- **Task directions**:
Rewrite all the rows below in full, requests included, but omit the pictures. In the answers only, rescale every number (viewBox values and path coordinates) by 0.85, rounding to whole numbers with halves going up, and leave the numbers in the requests and their format samples unchanged.

⁂

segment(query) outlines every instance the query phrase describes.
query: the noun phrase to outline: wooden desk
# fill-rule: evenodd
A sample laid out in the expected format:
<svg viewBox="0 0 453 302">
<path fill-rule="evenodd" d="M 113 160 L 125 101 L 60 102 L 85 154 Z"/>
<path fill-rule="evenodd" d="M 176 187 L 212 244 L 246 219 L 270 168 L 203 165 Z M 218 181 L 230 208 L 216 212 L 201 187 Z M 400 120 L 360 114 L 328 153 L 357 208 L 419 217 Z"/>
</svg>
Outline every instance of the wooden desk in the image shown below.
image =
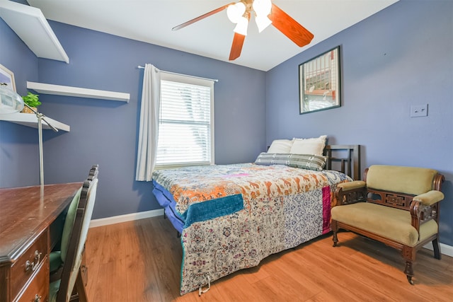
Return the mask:
<svg viewBox="0 0 453 302">
<path fill-rule="evenodd" d="M 0 189 L 0 302 L 47 301 L 50 225 L 82 184 Z"/>
</svg>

⁂

- **Written response**:
segment(query) outlines every instance the query phrase describes.
query: the noun phrase to outline: wooden desk
# fill-rule: evenodd
A sample laid out in the expected format:
<svg viewBox="0 0 453 302">
<path fill-rule="evenodd" d="M 113 160 L 125 101 L 60 102 L 85 154 Z"/>
<path fill-rule="evenodd" d="M 176 187 L 212 244 L 246 219 L 270 168 L 203 165 Z M 218 181 L 230 208 L 216 212 L 201 187 Z M 400 120 L 360 114 L 328 153 L 357 208 L 419 217 Z"/>
</svg>
Outline every instance of the wooden desk in the image shown below.
image =
Return the mask:
<svg viewBox="0 0 385 257">
<path fill-rule="evenodd" d="M 0 161 L 0 257 L 40 256 L 43 191 L 70 156 Z"/>
</svg>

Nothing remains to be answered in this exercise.